[Stored data]
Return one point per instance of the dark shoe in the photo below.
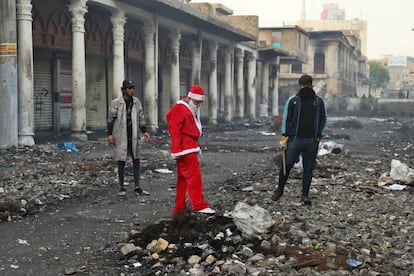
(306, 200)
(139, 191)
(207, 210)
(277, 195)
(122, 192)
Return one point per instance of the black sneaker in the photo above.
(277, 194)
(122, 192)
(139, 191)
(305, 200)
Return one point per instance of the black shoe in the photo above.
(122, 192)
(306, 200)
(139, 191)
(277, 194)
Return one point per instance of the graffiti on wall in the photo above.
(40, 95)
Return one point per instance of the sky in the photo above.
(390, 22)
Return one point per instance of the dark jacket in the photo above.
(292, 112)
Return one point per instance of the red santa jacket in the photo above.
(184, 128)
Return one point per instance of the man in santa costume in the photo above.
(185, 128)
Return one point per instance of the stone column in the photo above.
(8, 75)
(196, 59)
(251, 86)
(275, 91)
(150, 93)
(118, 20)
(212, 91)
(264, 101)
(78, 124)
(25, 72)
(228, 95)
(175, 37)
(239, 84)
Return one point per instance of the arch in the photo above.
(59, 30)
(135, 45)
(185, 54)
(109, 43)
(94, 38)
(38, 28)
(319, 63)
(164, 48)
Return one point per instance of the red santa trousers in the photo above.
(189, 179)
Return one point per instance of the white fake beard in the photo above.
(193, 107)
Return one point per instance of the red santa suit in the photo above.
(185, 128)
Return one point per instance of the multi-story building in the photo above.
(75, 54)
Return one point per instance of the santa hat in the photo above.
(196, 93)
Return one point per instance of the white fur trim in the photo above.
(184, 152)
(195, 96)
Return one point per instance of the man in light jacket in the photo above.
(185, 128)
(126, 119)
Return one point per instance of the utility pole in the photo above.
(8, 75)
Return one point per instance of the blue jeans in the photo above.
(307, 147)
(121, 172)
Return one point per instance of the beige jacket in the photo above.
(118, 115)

> **Objective**
Write out the whole listing above word for word, leaving the picture out.

> **Written solution**
Return one point per instance of the dark shoe in the photo below.
(306, 200)
(139, 191)
(207, 210)
(277, 195)
(122, 192)
Return one point per instance of the black sneaker in the photo above.
(277, 194)
(122, 192)
(139, 191)
(305, 200)
Return one point per instance of the black shoe in the photo above.
(122, 192)
(306, 200)
(139, 191)
(277, 194)
Return one point per instance of the graffiti on wall in the photo above.
(40, 95)
Return one point per instance of the sky in the photo above.
(390, 22)
Return one point per instance of the dark jacket in the photo above.
(292, 112)
Return one point per instance of the red santa jacket in the photo above.
(184, 128)
Return one point per instance of the man in santa costume in the photo above.
(185, 128)
Return one point per instance of the stone column in the photo above.
(8, 75)
(196, 59)
(251, 86)
(275, 91)
(150, 93)
(118, 20)
(212, 91)
(264, 101)
(78, 124)
(25, 72)
(228, 95)
(175, 37)
(239, 84)
Return one point per instance of the arch in the photo above.
(59, 30)
(135, 45)
(185, 54)
(109, 43)
(94, 38)
(38, 28)
(319, 63)
(164, 48)
Return one point per instance of the red santa trousers in the photo above.
(189, 179)
Return one point per instance of the white fake beard in the photo above.
(193, 107)
Return one point per instance of the red santa suit in the photo above.
(185, 128)
Return one point per instance of the multi-story building in the photo above.
(75, 54)
Return one point per instance of the santa hat in the photo above.
(196, 93)
Return one point per instance of the white fur trim in the photo above.
(184, 152)
(195, 96)
Return one point per instance of the man in light jacket in the photo above.
(185, 128)
(126, 119)
Return one point per instance of the utility pole in the photo above.
(8, 75)
Return one point per instance of the blue jeans in the photo above.
(307, 147)
(121, 172)
Return one point per instance of the beige jacket in the photo above.
(118, 115)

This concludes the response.